* **TASK OBJECTIVE**
Please go through all of the records below, change every "pixel coordinates" to "point coordinates", and leave everything else unchanged.

***** RAW RECORDS

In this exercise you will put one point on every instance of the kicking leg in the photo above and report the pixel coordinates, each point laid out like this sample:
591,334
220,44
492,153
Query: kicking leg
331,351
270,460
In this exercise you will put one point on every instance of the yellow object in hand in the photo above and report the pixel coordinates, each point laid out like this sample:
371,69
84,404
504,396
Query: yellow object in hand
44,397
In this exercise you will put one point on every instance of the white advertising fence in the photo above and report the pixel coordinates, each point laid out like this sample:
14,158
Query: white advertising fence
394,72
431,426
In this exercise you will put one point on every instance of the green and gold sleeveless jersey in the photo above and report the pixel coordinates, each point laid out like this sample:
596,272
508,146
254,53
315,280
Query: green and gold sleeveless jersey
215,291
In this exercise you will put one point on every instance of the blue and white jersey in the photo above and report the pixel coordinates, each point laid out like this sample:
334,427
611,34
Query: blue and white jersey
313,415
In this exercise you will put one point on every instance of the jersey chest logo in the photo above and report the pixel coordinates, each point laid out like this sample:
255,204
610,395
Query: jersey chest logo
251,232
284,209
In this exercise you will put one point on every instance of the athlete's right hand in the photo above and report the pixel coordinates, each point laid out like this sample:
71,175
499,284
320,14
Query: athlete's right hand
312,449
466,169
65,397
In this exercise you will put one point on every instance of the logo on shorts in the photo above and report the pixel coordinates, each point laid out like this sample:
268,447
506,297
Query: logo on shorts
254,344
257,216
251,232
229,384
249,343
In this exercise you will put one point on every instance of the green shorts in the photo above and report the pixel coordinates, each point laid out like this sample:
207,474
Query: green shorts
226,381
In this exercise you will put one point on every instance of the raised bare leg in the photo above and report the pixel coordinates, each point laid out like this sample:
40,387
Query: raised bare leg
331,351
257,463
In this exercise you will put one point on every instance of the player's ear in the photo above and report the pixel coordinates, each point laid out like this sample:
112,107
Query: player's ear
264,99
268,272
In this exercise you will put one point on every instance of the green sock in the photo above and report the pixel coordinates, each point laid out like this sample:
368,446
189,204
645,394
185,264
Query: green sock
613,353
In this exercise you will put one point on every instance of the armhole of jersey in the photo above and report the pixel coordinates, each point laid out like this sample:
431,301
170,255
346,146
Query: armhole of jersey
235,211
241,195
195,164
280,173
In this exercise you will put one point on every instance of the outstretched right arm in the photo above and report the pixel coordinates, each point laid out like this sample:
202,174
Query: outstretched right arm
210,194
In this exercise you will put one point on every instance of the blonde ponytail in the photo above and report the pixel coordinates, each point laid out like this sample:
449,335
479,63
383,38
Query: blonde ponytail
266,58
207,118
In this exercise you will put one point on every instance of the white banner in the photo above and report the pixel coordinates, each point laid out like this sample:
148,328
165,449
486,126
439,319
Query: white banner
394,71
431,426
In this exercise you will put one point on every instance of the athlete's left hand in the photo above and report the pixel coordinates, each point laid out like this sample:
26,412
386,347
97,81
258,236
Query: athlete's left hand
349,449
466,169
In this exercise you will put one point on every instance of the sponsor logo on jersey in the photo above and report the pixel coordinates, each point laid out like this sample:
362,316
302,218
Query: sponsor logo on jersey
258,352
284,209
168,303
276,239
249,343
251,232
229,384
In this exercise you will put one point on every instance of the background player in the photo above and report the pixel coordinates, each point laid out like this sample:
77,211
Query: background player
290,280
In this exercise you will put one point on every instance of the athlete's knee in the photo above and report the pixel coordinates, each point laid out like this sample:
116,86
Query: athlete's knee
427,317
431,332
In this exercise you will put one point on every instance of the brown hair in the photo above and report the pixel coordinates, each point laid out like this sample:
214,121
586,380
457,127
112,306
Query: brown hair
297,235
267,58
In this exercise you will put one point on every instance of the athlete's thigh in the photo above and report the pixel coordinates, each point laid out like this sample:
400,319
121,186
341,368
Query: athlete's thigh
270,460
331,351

**********

* **CORRECT OUTPUT**
In this exercise you will put one point on every instance of the kicking leg in the photo above and report the point coordinates, each point laid out like this sample:
591,334
220,44
492,153
Query: kicking leg
331,351
270,460
In this exercise you will put one point on every instance of the yellow object in hand in the photo above and report the point coordinates, each point laid out like this sample:
371,69
84,404
504,396
Query: yellow object in hand
44,397
In this exercise you will put one point on every instance of the white advertising fence in the photo above and report the point coordinates, each point laid out like this sample:
14,158
Query: white advertising fence
394,72
431,426
In this exercise you will put one point on every instance of the green and gold sleeveless jersey in the photo above and report the point coordinates, each point laid out like this sample:
596,272
508,146
254,53
315,280
Query: green and gold sleeveless jersey
215,291
In this exercise you will put one point on every instance of the blue and white jersey in the photo above and report the point coordinates, each point laid out like this sample:
334,427
611,34
Query: blue and white jersey
313,415
In this exercise you will put one point on every instance of the jersey chest logo in the photo above and report the point coordinates, each point laid out like this sample:
255,204
610,395
Query: jersey chest logo
251,232
284,209
In this exercise you will put one point on every instance of the athlete's right hand in the photo above and report the point coordinates, each point laid out like this sample:
71,175
499,284
320,14
Query: athlete's right hand
312,449
466,169
65,397
In this exercise you will put one point on every instance of the logo on shorts in the photo above and report the point coordinates, each point laid out like this sample:
268,447
506,297
Query: logo on shorts
254,344
257,216
251,232
229,384
249,343
In this exercise you will put one point on every instance of the green shorts in the photo above and report the point coordinates, each point laid out like this sample:
207,474
Query: green shorts
226,381
In this exercise you will put one point on every instance of the raised bare leg in the photo above and report the point coordinates, each point laid out like this sample:
40,387
Query: raised bare leg
331,351
257,463
In this exercise you will put one point on every instance of the player's ear in the photo above and report the point coordinates, each point laid out like this sample:
112,107
Query: player's ear
264,99
268,272
In this exercise you will put one point on every instance of the green sock in the photo above and report the point coordinates, each point laid out like this sample:
368,446
189,204
645,394
185,264
Query: green sock
613,353
In this exercise you will put one point on every instance of the armhole of jersey in the photo above and report the point coordinates, each point laid out like this sample:
431,301
170,255
346,146
Query: armhole of jersey
235,211
241,195
195,164
280,173
In this exercise you will put one point on every instance of the outstretched right arm in the photo above and report the point coordinates, each point laid out like this sample:
202,174
Query: outstretched right arm
210,194
In this exercise you will put one point on every instance of the blonde ponytail in the photo above and report the point coordinates, each point laid out like this sample:
449,335
479,63
383,38
Query: blonde ponytail
266,58
207,118
In this exercise you will put one point on every instance of the white banner in the photo above and report the point coordinates, each point laid out like this sample:
148,328
165,449
486,126
439,319
Query: white banner
394,71
431,426
In this exercise you will put one point on every instance of the athlete's left hand in the photo above and report the point coordinates, each point laid out like this sample:
26,412
386,347
97,81
258,236
Query: athlete's left hand
349,449
466,169
In this exercise you will put one point on every instance of the sponsor logo on jersey in the photo above and report the point coordinates, each point laid out like this sample:
362,316
302,218
Query: sponsor logo on jersey
258,352
284,209
168,303
276,239
249,343
251,232
229,384
In this exercise you will put one point on every instance of the background player in the photo above and report the point coordinates, each point laid out like this sample:
77,211
Query: background player
290,280
In this exercise you will put one point on every instance of the athlete's knee in the photo above and report the point coordinates, each point laid out like this sample:
116,86
Query: athlete's knee
427,317
431,332
In this exercise you will put one point on every instance of the brown hair in the photo above and report the point coordinates, each point laid out like this sample:
214,121
586,380
457,127
112,306
Query: brown hair
297,235
267,58
In this exercise you will put one point on every instance of the athlete's thigh in the photo above and report the point coordinates, each point laid out like this sample:
400,319
121,186
341,368
Query: athlete's thigh
270,460
331,351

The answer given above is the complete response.